• PROBLÈME À RÉSOUDRE: Reproduisez à l'identique le passage de l'article sur la communion avec les évêques compris entre « La question que » et « grands mots ? », ces deux bornes incluses.

• PAGE:
++++
Objections - n°13 - janvier 2008 - pages 1 et 2 En communion ou pas ? - Abbé G. de Tanoüarn
Je recevais tout récemment une lettre d'un évêque. Je ne vais pas le nommer parce que je n'ai pas l'habitude de moucharder. Mais sa réaction écrite m'a paru tellement caractéristique que je ne résiste pas à vous la faire connaître. Et puis, vous êtes un peu concernés, comme vous allez le voir ! Notez simplement qu'il vous donne lui-même une indication sur l'emplacement géographique de son diocèse. « Vous n'êtes pas en communion avec les évêques d'Île-de-France, comme le prouve la revue Objections ». Et d'ajouter, pour que la mesure soit bien pleine, que cette communion ne risque pas d'advenir « avant plusieurs années ».
Je me demande donc ce qui me vaut cette excommunication latae sententiae… Je cherche. Il est vrai que nous nous intéressons beaucoup aux évêques en ce moment, à leur bon et aussi – hélas – à leur mauvais vouloir. Il est vrai que nous en écrivons : l'Église de France n'est pas, que je sache, une Église du silence. Nous parlons des évêques avec le respect nécessaire lorsqu'on évoque les successeurs des apôtres. Avec un souci d'exactitude aussi et de justice dans ce que nous en rapportons (pour avoir publié une fois un renseignement faux, qui me valut une lettre mémorable de l'un d'entre eux, je sais ce qu'il en coûte de tolérer l'à-peu-près ou le manque de rigueur dans l'information). J'ajoute – mais c'est sans doute personnel – un immense désir de leur être agréable…
Hélas, ce désir n'est pas compris, au moins du scripteur de cette lettre, qui utilise de grands mots, cherchant sans doute de grands remèdes.
La question que je me pose porte justement sur l'un de ces grands mots : communion. Est-il possible lorsqu'on est en communion avec le pape de ne pas être en communion avec les évêques d'Île-de-France ? Est-il possible lorsqu'on est manifestement en communion avec la plupart des évêques d'Île-de-France de ne pas l'être… du tout, à cause de l'un d'entre eux ?
Et puis il y a une question subsidiaire : faut-il vraiment que je m'administre à moi-même ces grands remèdes qui appellent les grands mots ?
++++
• EXTRAITS DES LIGNES:
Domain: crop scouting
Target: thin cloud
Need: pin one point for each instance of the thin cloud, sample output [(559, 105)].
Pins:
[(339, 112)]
++++
• RÉPONSE ATTENDUE:
La question que je me pose porte justement sur l'un de ces grands mots : communion. Est-il possible lorsqu'on est en communion avec le pape de ne pas être en communion avec les évêques d'Île-de-France ? Est-il possible lorsqu'on est manifestement en communion avec la plupart des évêques d'Île-de-France de ne pas l'être… du tout, à cause de l'un d'entre eux ?
Et puis il y a une question subsidiaire : faut-il vraiment que je m'administre à moi-même ces grands remèdes qui appellent les grands mots ?